Task to complete:
Count the lines in the material below that contain the string "tall", treating uppercase and lowercase letters as different. Reply with the number alone.

Supplied records:
==========

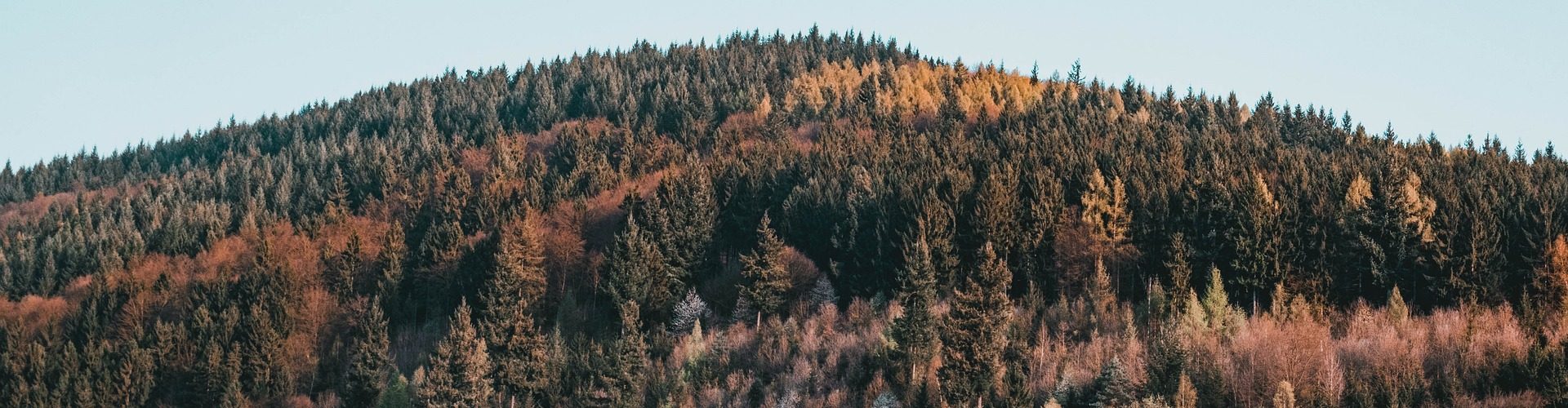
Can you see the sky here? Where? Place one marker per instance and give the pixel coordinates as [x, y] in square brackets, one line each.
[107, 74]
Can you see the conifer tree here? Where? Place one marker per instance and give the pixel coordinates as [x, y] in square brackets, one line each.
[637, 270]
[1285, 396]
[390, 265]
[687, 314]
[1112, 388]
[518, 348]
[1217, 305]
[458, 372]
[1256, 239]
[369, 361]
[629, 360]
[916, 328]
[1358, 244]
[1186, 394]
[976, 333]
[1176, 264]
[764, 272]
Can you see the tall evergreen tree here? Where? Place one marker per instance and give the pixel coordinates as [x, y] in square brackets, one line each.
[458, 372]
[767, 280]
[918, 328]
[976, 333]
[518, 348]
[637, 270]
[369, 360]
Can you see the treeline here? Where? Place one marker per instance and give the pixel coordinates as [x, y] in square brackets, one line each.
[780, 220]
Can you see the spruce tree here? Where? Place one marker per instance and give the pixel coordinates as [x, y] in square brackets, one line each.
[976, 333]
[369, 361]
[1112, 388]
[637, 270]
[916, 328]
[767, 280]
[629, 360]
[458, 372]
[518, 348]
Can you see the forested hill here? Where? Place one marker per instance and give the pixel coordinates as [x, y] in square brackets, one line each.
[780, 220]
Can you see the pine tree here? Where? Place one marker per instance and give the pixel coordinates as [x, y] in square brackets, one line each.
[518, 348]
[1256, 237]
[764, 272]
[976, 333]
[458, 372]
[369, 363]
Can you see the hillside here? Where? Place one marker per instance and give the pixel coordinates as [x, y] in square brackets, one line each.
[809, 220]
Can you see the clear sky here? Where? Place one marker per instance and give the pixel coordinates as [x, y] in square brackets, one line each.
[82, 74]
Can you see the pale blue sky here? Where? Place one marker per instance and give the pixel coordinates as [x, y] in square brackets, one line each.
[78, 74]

==========

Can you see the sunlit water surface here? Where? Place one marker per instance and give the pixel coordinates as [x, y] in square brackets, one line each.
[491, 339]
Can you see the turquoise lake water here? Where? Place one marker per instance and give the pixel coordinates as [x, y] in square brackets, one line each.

==========

Result for this exercise:
1